Return every line in the items that contains the word "mountain".
Start Extracted data
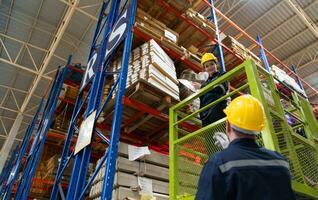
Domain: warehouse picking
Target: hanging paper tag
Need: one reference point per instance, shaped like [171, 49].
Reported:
[137, 152]
[146, 185]
[85, 133]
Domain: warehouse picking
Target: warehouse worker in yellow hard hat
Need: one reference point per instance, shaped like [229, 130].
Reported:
[210, 66]
[244, 170]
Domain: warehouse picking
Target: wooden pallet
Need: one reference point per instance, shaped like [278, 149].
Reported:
[145, 126]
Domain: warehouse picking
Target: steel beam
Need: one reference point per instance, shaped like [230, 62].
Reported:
[6, 148]
[303, 16]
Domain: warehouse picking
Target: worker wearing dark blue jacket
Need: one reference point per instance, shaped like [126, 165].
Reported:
[244, 170]
[209, 63]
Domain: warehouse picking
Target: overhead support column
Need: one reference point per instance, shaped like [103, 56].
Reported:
[6, 148]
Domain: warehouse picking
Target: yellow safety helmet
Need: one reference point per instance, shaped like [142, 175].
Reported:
[207, 57]
[246, 114]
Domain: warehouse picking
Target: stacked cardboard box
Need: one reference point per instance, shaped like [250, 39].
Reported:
[150, 63]
[51, 169]
[201, 21]
[239, 49]
[153, 167]
[37, 188]
[154, 27]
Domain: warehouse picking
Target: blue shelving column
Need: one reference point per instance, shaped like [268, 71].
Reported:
[115, 29]
[218, 38]
[6, 171]
[39, 140]
[10, 180]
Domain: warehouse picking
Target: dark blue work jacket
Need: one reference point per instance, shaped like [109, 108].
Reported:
[245, 171]
[215, 112]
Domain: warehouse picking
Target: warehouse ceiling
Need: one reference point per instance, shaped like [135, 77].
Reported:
[37, 36]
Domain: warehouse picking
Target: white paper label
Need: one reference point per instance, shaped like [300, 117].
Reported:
[85, 133]
[145, 185]
[170, 36]
[137, 152]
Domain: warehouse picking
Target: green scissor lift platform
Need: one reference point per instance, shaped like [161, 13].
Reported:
[297, 141]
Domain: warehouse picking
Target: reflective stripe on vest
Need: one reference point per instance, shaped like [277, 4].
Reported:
[253, 162]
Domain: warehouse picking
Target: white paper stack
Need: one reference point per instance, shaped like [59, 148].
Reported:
[148, 174]
[150, 63]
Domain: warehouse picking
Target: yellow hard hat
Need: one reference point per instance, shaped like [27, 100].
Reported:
[207, 57]
[246, 114]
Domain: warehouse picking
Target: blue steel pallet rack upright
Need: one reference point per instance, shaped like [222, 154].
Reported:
[116, 28]
[7, 170]
[40, 137]
[6, 191]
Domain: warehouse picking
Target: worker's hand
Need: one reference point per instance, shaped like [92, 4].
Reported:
[221, 140]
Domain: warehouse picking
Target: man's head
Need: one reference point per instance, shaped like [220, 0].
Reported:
[209, 63]
[245, 117]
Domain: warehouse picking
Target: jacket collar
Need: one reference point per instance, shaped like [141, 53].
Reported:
[246, 142]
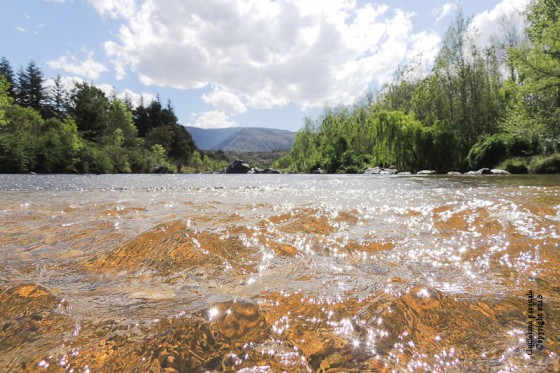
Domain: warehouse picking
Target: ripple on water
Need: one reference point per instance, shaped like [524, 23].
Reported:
[309, 274]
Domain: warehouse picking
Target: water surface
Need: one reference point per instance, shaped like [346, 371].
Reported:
[269, 273]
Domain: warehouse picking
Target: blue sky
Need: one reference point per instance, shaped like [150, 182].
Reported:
[263, 63]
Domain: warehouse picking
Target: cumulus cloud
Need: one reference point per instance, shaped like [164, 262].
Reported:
[445, 10]
[494, 23]
[135, 97]
[88, 68]
[214, 119]
[267, 53]
[114, 8]
[225, 100]
[69, 83]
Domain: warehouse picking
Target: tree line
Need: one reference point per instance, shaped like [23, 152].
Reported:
[477, 107]
[82, 130]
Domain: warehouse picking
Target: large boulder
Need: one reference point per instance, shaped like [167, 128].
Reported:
[380, 171]
[160, 169]
[265, 171]
[484, 171]
[238, 167]
[497, 171]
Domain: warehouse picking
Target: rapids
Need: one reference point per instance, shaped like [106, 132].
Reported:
[273, 273]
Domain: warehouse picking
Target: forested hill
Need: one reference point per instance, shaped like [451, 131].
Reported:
[52, 130]
[492, 107]
[242, 139]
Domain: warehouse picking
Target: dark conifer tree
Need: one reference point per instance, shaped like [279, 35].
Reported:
[6, 70]
[30, 91]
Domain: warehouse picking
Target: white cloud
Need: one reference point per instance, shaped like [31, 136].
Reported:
[490, 23]
[69, 83]
[114, 8]
[445, 10]
[89, 68]
[225, 100]
[214, 119]
[267, 53]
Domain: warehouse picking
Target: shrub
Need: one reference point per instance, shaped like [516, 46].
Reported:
[491, 150]
[549, 165]
[515, 165]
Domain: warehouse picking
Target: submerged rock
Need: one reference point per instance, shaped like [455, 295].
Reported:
[238, 167]
[160, 169]
[265, 171]
[484, 171]
[380, 171]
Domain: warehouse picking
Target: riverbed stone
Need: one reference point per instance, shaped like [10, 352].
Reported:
[238, 167]
[381, 171]
[484, 171]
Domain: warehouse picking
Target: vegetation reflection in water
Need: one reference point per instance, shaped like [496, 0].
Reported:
[278, 274]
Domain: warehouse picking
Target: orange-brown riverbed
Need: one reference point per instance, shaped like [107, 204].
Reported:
[273, 273]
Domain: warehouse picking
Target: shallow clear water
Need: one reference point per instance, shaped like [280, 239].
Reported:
[259, 273]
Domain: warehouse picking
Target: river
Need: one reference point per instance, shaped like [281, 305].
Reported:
[272, 273]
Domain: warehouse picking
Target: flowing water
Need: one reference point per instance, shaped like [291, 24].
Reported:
[273, 273]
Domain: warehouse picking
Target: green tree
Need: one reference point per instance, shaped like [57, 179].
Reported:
[8, 73]
[538, 64]
[30, 91]
[89, 108]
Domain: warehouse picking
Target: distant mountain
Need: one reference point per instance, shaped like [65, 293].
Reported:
[242, 139]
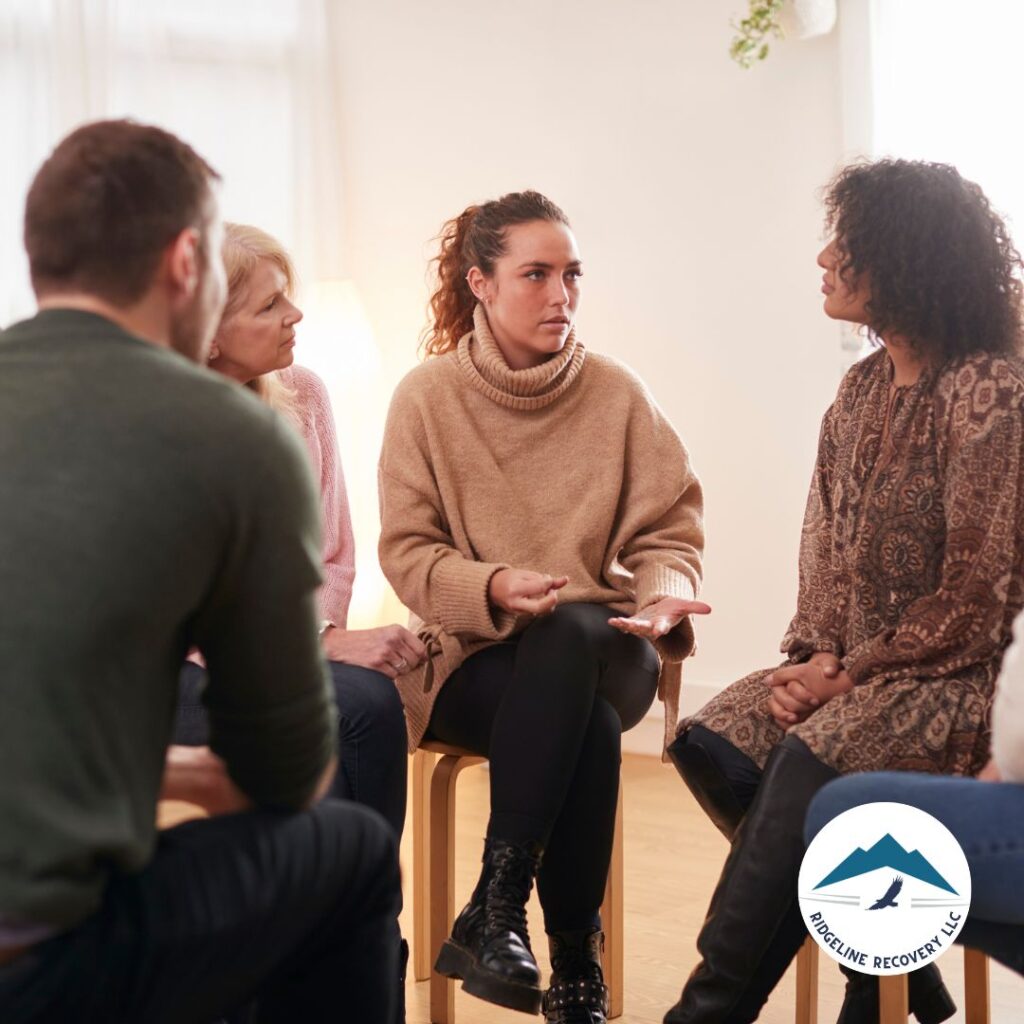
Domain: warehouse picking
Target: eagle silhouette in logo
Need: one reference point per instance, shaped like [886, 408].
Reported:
[889, 899]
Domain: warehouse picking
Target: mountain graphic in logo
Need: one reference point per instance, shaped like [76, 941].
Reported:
[887, 853]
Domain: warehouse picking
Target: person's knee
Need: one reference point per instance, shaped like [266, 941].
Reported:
[571, 623]
[605, 731]
[571, 632]
[733, 765]
[359, 835]
[370, 708]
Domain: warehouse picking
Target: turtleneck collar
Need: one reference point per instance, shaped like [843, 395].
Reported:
[483, 366]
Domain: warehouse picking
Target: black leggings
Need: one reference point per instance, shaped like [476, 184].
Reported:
[548, 709]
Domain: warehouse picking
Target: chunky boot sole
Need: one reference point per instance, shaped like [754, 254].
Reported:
[457, 962]
[932, 1007]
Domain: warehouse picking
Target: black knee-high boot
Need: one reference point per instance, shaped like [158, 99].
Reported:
[754, 928]
[704, 761]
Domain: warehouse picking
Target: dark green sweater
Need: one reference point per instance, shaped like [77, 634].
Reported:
[146, 505]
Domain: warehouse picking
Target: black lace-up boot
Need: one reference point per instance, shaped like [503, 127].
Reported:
[929, 999]
[488, 947]
[578, 993]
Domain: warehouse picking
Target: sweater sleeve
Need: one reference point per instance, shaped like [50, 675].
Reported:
[418, 554]
[1008, 714]
[339, 544]
[664, 497]
[271, 714]
[967, 620]
[815, 627]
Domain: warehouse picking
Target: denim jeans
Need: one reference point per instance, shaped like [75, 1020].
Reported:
[372, 759]
[987, 819]
[290, 915]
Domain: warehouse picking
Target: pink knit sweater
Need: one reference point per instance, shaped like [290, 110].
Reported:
[316, 423]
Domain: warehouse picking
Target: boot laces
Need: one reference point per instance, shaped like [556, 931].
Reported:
[507, 892]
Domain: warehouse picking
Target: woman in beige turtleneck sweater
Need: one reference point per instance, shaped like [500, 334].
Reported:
[541, 520]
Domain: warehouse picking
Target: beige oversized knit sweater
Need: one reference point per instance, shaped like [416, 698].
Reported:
[567, 468]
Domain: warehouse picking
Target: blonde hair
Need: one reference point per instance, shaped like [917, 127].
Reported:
[244, 247]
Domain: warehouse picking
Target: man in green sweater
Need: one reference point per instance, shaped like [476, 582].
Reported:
End Extracted data
Response to this exercise
Target: distant mountain
Target: mountain graphic in logo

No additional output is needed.